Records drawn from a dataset
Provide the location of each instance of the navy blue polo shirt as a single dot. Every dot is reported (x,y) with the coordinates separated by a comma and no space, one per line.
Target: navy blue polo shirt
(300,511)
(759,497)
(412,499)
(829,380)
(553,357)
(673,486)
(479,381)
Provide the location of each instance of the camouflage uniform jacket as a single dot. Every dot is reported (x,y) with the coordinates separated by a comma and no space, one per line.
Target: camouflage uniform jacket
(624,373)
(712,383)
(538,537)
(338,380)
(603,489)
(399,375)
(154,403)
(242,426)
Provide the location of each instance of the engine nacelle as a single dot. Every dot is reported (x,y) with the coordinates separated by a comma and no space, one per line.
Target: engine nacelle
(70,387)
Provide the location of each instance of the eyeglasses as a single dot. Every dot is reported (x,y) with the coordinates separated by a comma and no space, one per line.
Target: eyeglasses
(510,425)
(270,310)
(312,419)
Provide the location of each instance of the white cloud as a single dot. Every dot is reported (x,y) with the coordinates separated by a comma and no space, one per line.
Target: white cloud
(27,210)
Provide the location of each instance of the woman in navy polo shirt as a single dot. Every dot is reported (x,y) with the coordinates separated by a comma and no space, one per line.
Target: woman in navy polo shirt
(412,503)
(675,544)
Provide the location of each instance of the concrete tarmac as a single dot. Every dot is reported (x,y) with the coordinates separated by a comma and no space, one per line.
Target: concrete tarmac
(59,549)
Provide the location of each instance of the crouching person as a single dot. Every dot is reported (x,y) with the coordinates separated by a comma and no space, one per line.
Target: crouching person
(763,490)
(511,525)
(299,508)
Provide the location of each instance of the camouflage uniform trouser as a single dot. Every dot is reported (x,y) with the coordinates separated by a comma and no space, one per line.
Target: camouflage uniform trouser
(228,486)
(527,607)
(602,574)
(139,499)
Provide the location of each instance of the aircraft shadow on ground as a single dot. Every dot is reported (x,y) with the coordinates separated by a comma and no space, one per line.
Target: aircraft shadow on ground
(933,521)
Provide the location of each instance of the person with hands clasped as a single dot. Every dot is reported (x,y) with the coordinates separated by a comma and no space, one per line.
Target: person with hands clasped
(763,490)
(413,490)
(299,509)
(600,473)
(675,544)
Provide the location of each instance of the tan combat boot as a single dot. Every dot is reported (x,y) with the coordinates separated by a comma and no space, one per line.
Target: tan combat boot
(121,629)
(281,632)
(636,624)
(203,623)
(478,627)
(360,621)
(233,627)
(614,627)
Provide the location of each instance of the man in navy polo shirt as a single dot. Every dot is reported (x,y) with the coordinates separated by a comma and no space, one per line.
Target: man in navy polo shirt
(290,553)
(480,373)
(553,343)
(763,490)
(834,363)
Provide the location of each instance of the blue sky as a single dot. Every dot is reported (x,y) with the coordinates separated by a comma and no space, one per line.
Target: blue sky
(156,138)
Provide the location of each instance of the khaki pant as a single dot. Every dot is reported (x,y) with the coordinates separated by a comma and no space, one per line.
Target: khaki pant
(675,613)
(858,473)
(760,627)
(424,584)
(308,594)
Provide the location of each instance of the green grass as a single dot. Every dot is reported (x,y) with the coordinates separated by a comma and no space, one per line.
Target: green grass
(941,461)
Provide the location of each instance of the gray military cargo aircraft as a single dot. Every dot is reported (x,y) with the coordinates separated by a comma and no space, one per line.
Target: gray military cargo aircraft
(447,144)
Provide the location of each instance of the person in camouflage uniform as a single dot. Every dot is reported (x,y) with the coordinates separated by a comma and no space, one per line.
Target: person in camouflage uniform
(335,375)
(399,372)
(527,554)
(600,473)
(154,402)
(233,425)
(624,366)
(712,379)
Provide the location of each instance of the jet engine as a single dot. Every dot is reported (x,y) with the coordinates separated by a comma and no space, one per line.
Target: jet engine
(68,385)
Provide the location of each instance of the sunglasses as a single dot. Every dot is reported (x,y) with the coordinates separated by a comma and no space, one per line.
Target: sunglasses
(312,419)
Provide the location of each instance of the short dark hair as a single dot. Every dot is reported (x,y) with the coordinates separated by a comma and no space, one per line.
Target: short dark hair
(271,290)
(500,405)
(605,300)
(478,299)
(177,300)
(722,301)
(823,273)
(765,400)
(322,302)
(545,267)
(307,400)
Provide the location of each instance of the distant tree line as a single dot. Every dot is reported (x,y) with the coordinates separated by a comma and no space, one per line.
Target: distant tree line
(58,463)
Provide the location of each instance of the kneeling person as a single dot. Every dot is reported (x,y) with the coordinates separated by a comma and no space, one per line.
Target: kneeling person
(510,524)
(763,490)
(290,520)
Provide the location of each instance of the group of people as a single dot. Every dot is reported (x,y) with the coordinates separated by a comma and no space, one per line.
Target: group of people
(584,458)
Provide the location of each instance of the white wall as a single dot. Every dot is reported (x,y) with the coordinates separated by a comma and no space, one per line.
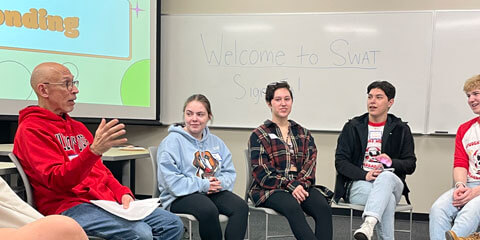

# PROBLEM TO SOLVE
Repeat the records above verbatim, with no pictures in the result.

# OUTPUT BELOW
Provide the location of each instance of the navy blue polo shirt as a single dot. Every dot is reported (x,y) with the coordinates separated by a comma and no space, one per line.
Target: navy blue polo shirt
(300,511)
(759,497)
(412,499)
(829,380)
(553,357)
(673,486)
(479,381)
Provide the location of each instance of the camouflage uniform jacket as a single dot. Every dot is reported (x,y) with the coordinates separated by a comma and no space, one per line.
Target: camouflage uniform jacket
(624,373)
(712,383)
(538,537)
(338,380)
(603,489)
(399,375)
(154,403)
(242,426)
Provide the location of each instance of the engine nacelle as a single dot. Every dot is reported (x,y) with the coordinates separated by a comma and no space, one per line.
Target: engine nacelle
(70,387)
Provide the location of each instance of the eyeglasses as a single dot. Every dot is reported (x,y) with the coordinates separated by a comma and no space, one per line.
Target: eyeglasses
(510,425)
(270,310)
(312,419)
Provide the location of each instance of the white cloud as a single dot. Every dot is reported (x,y) with the coordinates separated by a comma and no space, one per line.
Target: white cloud
(27,210)
Provide the location of each instance of the woman in navy polo shirt as a single dot. Every dot is reported (x,y) with the coordinates separated by a comma and no space, one per line.
Target: woman in navy polo shirt
(412,503)
(675,544)
Provide the location of each instance of the concrete tarmac as a single dot. Every dot is reported (x,y) with the coordinates separated by a comma and no space, one per line.
Target: concrete tarmac
(59,549)
Provide the location of each instance of the crouching person as a single dot. Every dot is reported (x,y) with the coordinates separated by a comma and no space, one per line.
Target: crouching person
(763,490)
(511,525)
(299,508)
Provide the location of each instance of the camouflage uniform trouser as a single dot. Every dot is reported (x,y) with the coordinates separated by a comma and no space, one per line.
Target: camouflage uniform trouser
(228,486)
(527,607)
(602,574)
(139,499)
Provide the location of each instance of the aircraft shadow on ground as a single dot. Every dot is reported (x,y) with the coordinates separated by a comma and no space, one per line.
Target: aircraft shadow on ground
(933,521)
Provide the location of each instance of the person with hands clasped as a single dot. Every dot is reported (x,y) with the coordinates separated by a comma and no space, one per line.
Target: person with hands clasped
(763,490)
(413,490)
(299,509)
(600,473)
(675,544)
Provide the location of each instance of the tan combat boot as a single dot. Every dot is reported (x,y) with the coordinates separated by a comma and no space, one per line.
Target: tan combat boot
(121,629)
(281,632)
(636,624)
(203,623)
(478,627)
(360,621)
(233,627)
(614,627)
Provide the location of each instance of the man in navy polo shirt as a single dot. Every dot is reported (x,y) with the coordinates separated by a comma and no space, one per line.
Target: man in navy polo shirt
(290,553)
(480,373)
(553,343)
(763,490)
(834,363)
Provide the location of each instance of the blue sky as a single dot. Every dot is reported (x,y) with the coordinates separated by a comma and no space, one per line.
Target: blue sky
(156,138)
Provide the location of each instance of the khaki pant as a single dot. Every dot is reported (x,y) with the coordinates separated by a comma and no space, one per line.
Target: khaki pant
(675,613)
(858,473)
(760,627)
(424,584)
(308,594)
Provide the location of each instance of the green grass as a single dot. Every dot is reported (x,y) with the coordinates separated by a comma and no space, one per line.
Target: green grass
(941,461)
Provide the location of each instance of the gray military cargo aircraft as a single dot. Every dot is reported (x,y) with the coordinates separated by a comma and no space, one per line.
Target: gray military cargo aircraft
(447,144)
Provide the location of each instance of the person in camouflage uniform as a single dot. Every dot is reported (x,y) with the coordinates separated by a comma and no space, one per line.
Target: person in camouflage uniform
(335,375)
(399,372)
(527,554)
(600,473)
(154,402)
(233,425)
(624,366)
(712,379)
Provide the location of each instance of the jet engine as a single dot. Every dot is reported (x,y) with the coordinates separated by a comma and no space, one per line.
Target: jet engine
(68,385)
Provide the location of each instance of the sunglasses as a single dot. Every dot is reported (x,y) with the coordinates separated by a comma and no space, one per line.
Target: sunglasses
(312,419)
Provide the location of each instance of the short dark hair as a single dot. Every dot is reported (x,y) with the coordinates separated by a comma and no space, one per line.
Target: short dark hair
(271,290)
(500,405)
(605,300)
(478,299)
(177,300)
(722,301)
(823,273)
(765,400)
(322,302)
(545,267)
(307,400)
Provide the location of each instance of the distant tree line as a single dot. Every dot is reported (x,y) with the coordinates separated by a comma and no space, one per line.
Target: distant tree line
(58,463)
Provide the location of each instance of the kneeling person as a single dot. Every dot is reported (x,y) with the coordinates separated by a comma and no space, one per line.
Target: kneeling person
(510,524)
(763,490)
(290,520)
Provide the location of each instance of the group of people as a single dot. Every dot is reported (x,y) with the coordinates separated by a comma and no space, one per line.
Target: group of people
(584,458)
Provide the location of each instance of the white wall as a single dot. Every dot is reported (x,y) with the coordinates separated by a comma and no space, one per line.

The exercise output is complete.